> Aim of the exercise: What you return must match the listing below character for character, minus any pictures.

> Data for this task:
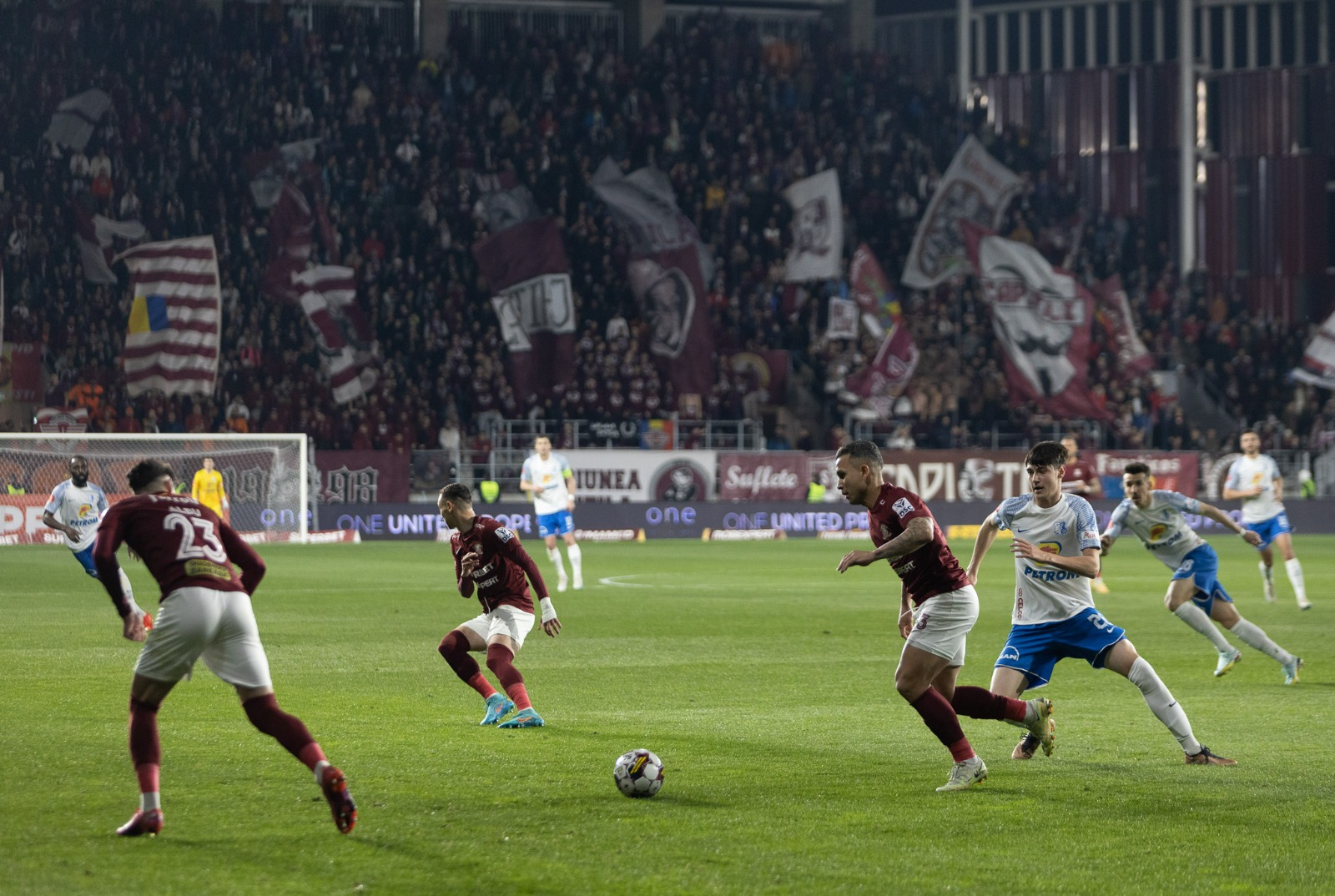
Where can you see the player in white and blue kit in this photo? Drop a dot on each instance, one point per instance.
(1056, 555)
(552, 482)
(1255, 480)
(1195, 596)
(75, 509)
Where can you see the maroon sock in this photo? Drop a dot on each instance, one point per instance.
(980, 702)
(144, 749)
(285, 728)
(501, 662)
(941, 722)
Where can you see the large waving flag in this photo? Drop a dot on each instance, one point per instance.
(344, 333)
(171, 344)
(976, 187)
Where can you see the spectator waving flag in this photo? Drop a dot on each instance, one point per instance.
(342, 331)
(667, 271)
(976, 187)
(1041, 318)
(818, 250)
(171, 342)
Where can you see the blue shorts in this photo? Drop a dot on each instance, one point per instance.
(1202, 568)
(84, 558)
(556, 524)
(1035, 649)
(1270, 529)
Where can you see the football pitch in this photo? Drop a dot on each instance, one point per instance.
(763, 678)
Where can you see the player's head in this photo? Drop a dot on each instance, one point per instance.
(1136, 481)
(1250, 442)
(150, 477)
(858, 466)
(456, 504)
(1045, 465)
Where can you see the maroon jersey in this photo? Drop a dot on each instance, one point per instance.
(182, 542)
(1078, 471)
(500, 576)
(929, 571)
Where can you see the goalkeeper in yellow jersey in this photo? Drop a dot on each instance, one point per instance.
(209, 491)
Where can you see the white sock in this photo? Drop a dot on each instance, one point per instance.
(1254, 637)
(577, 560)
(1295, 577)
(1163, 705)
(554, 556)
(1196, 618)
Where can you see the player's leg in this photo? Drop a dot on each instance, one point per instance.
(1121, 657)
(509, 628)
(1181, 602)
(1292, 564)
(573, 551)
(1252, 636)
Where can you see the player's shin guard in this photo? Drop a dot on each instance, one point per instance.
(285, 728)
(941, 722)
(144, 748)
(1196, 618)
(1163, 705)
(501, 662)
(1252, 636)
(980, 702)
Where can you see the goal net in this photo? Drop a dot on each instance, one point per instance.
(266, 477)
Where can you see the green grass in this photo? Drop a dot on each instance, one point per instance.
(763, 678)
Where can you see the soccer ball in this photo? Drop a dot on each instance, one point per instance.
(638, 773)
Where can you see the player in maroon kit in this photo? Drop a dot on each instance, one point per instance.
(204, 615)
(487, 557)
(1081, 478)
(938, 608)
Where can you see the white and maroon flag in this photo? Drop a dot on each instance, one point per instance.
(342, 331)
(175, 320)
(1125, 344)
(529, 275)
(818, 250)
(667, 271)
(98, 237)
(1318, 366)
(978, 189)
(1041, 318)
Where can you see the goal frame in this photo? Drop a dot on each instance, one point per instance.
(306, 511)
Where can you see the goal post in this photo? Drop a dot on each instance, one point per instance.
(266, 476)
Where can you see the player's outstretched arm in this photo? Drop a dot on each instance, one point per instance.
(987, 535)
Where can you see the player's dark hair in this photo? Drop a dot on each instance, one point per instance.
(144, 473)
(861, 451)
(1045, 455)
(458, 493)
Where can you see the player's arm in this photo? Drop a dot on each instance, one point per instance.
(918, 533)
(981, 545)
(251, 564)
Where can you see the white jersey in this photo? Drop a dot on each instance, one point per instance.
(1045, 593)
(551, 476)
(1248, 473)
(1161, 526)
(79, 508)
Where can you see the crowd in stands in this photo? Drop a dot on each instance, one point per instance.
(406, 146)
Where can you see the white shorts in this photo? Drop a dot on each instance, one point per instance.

> Exercise solution:
Where can you see the player in white and blue kit in this photo? Drop a dot on each instance, one point per instance.
(1056, 555)
(552, 482)
(1255, 480)
(1195, 596)
(75, 509)
Where can you see the maroon sock in this photo? Drop a dot on each instance, one point per instance.
(980, 702)
(144, 749)
(285, 728)
(501, 662)
(941, 722)
Where can you see the large waving flag in this photo? Drop a dot on each instance, one point per instance.
(344, 333)
(171, 344)
(976, 187)
Where can you see the spectator waving flag in this photo? Drop a dot on each instance, one point per instance.
(342, 331)
(667, 271)
(976, 187)
(1041, 318)
(818, 250)
(171, 342)
Where can you see the blue shorts in this photo? Drop a dot on each instance, one point per instance.
(1202, 568)
(84, 558)
(556, 524)
(1035, 649)
(1270, 529)
Where can you see the football pitch in this photo? Drop a dot on each instance, one point per instance.
(763, 678)
Where can you see the player's head in this photo? Drop a dot on each instance, one point per instance.
(1136, 481)
(1250, 442)
(150, 477)
(858, 466)
(456, 504)
(1045, 465)
Where can you see the maroon jersey in this photo? Drop a dot on each instance, one point per instance.
(182, 542)
(1078, 471)
(500, 576)
(929, 571)
Where can you see the goalkeeper in yellow jersey in this photo? Drop a dot on each instance, one point per instance.
(209, 491)
Where can you see the white sock in this photo? Drop a dot on each instance, one point per instance.
(1254, 637)
(577, 560)
(1295, 577)
(1163, 705)
(554, 556)
(1196, 618)
Where can you see the player's leg in this photo? Drop a dot on each instance, one point per instance.
(1121, 657)
(509, 628)
(1181, 602)
(1292, 564)
(573, 551)
(1252, 636)
Where can you see the player's shin guard in this photo? Drop a dot on each instance, one point per instance.
(285, 728)
(941, 722)
(144, 748)
(1196, 618)
(1163, 705)
(501, 662)
(1252, 636)
(980, 702)
Where can you see the goal net in this photo? Drop a dot on each instance, one point per instance.
(266, 477)
Where can you see the green grass in this photo? Drop a dot on each instance, one point per instance.
(763, 678)
Where can you see the soccer ball in this photo? Drop a dot on each instance, one point per instance.
(638, 773)
Where can you see the player in maroon kit in this photo? Drop a dot on each instance, one point per instance.
(204, 615)
(487, 557)
(1081, 478)
(938, 608)
Where can you see the white and maroon flag in this photo? Drop a dot on each instance, one point per instance.
(342, 331)
(175, 320)
(1125, 344)
(529, 275)
(818, 250)
(667, 271)
(98, 237)
(1318, 366)
(978, 189)
(1041, 318)
Where can you see the goal frame in this photo? Drop a dot on each instance, one point per instance.
(306, 511)
Where can you see the goal post in this photo? Drop a dot on each instance, one point per instance.
(266, 476)
Where can you see the player's outstretched arm in this photo? Drop a dot on each instance, one point per instance.
(987, 535)
Where can you see the player's dark hair in this photo? Drop a dot on each instance, one point per instance.
(144, 473)
(861, 451)
(1045, 455)
(458, 493)
Where can you see the player's arm in this photo? Drop a dot on each instance, one point per instance.
(918, 533)
(981, 545)
(251, 564)
Where can you see the white jersey in this photo? Drop a dot on each instance, one point per instance.
(1045, 593)
(551, 476)
(1248, 473)
(1161, 526)
(79, 508)
Where can you see the crowd in stands in this photo? Drop a dot on each instance, one point per instance.
(406, 146)
Where can you see the white shorts in this photo? Drop a dot on each instance, one point per instance.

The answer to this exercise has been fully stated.